Exercise prompt — Please rewrite the records below as a numbered list, leaving out any blank lines.

— Start of Material supplied —

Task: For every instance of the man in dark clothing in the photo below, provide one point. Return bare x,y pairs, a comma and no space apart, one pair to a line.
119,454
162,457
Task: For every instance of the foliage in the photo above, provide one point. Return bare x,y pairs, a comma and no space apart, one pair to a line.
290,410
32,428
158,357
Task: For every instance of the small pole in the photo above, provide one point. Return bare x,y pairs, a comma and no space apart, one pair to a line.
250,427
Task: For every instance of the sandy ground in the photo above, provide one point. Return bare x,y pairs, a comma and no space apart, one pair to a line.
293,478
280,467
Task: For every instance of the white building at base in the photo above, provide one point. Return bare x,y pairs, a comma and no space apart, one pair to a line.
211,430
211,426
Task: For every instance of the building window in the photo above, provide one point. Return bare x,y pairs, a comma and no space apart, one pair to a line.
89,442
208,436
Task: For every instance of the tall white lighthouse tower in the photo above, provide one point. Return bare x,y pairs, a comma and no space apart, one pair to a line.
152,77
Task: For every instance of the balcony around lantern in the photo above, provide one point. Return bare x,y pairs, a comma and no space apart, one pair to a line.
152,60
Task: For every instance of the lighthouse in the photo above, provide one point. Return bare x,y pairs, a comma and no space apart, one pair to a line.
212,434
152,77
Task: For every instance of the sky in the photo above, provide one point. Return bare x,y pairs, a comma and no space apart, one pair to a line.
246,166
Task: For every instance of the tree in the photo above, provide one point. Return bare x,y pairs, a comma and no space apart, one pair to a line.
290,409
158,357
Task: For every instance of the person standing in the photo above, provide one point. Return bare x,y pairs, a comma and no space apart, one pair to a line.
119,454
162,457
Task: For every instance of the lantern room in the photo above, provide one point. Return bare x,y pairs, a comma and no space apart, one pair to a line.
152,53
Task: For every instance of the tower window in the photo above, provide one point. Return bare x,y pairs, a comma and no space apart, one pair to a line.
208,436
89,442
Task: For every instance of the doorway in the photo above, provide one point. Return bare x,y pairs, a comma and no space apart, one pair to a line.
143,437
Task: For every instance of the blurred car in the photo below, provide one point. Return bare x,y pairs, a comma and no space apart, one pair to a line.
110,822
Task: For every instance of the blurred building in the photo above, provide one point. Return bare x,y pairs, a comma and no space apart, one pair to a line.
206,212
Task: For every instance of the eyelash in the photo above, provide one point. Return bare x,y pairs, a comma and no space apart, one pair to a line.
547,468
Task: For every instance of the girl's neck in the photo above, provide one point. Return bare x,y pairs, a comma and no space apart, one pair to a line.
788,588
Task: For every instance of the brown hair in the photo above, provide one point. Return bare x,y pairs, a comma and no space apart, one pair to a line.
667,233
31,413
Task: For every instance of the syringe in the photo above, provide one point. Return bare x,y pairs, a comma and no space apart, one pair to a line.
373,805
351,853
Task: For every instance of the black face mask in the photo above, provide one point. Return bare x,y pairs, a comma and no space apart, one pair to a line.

— End of Material supplied —

Response —
1. Task: For every instance of the man in dark clothing in the photo below, provide one point. Return bare x,y pairs, a comma and no space apart, one pair to a line.
2. 119,454
3. 162,457
4. Task: For every instance of the foliage in the photo above, provide one point. Return bare x,y pairs, a comma and no space apart, one pair to a line.
5. 290,410
6. 32,428
7. 158,357
8. Task: For every instance of the small pole in the photo above, provide one point. Return bare x,y pairs, a comma and no space apart, one pair to a line.
9. 250,427
10. Task: For every instance of the sandy ground in the photo above, provide one point. Return bare x,y pairs, a comma and no space apart, one pair to a line.
11. 293,478
12. 280,467
13. Task: For every instance of the white building at base in the photo above, provide one point. Return bare x,y pairs, a comma and no space apart, one pair to a line.
14. 211,430
15. 211,426
16. Task: For every instance of the building window in the photo above, provide one point. Return bare x,y pairs, a comma and no space apart, one pair to a line.
17. 89,442
18. 208,436
19. Task: For every instance of the tall white lighthouse tower in the photo above, provide one point. Return bare x,y pairs, a comma and no space apart, one pair to a line.
20. 152,77
21. Task: For every instance of the balcony around lantern in the photo above, provide one point. Return bare x,y pairs, a comma and no space apart, one pair to a line.
22. 152,60
23. Task: For every instance of the lighthouse in the photo above, provide one point. Return bare x,y pairs, a comma and no space apart, one pair to a line.
24. 212,434
25. 152,77
26. Task: For every instance of the sky in the photo above, provide one point. Return bare x,y pairs, a comma and no space apart, one pair to a line.
27. 246,166
28. Task: For every instance of the tree in the photo above, provide one point. Return bare x,y pairs, a comma and no space apart, one pair to a line.
29. 290,409
30. 158,357
31. Task: For every instance of the person standing in the photo above, provide one point. Return bare x,y pairs, a comma and no space apart, one pair to a line.
32. 119,454
33. 162,457
34. Task: For every instance of the lantern room in the photo above, provide one point. Return bare x,y pairs, a comma and no space apart, one pair to a line.
35. 152,53
36. Task: For every instance of the tower window in the photo above, provide one point. Return bare x,y pairs, a comma and no space apart, one pair to a line.
37. 208,436
38. 89,442
39. Task: For every instance of the doorway in the photo above, provide one point. Return bare x,y pairs, a comma and no space apart, one pair to a line.
40. 143,437
41. Task: For every instance of the blurred car in the photo below, provide one point. Return bare x,y pairs, a comma and no space apart, one pair to a line.
42. 110,822
43. Task: For every instance of the blurred building in the photo above, provide one point. Return bare x,y pairs, a comma and no space apart, one pair to a line.
44. 206,212
45. Task: For every instance of the eyelash in the photo above, provide one point. Return bare x,y pairs, a comma and no space apart, one pair to a line.
46. 547,468
47. Task: For every instance of the girl's neck in the photo above, provide one point. Return bare x,y pairs, a comma and no space apart, one pair to a line.
48. 788,588
49. Task: For every instance of the brown hair in the photo above, provide one point. Return bare x,y pairs, a comma and no space apart, one pair to a line.
50. 667,233
51. 31,413
52. Task: For every instance of the syringe in the photo above, provide one point. Return bare x,y pairs, a comma and no space apart, one pair to a line.
53. 373,805
54. 351,853
55. Task: For every instance of the black face mask in the photo above, provide one point. Return bare x,y pairs, a comma and no space apart, one pair to a line.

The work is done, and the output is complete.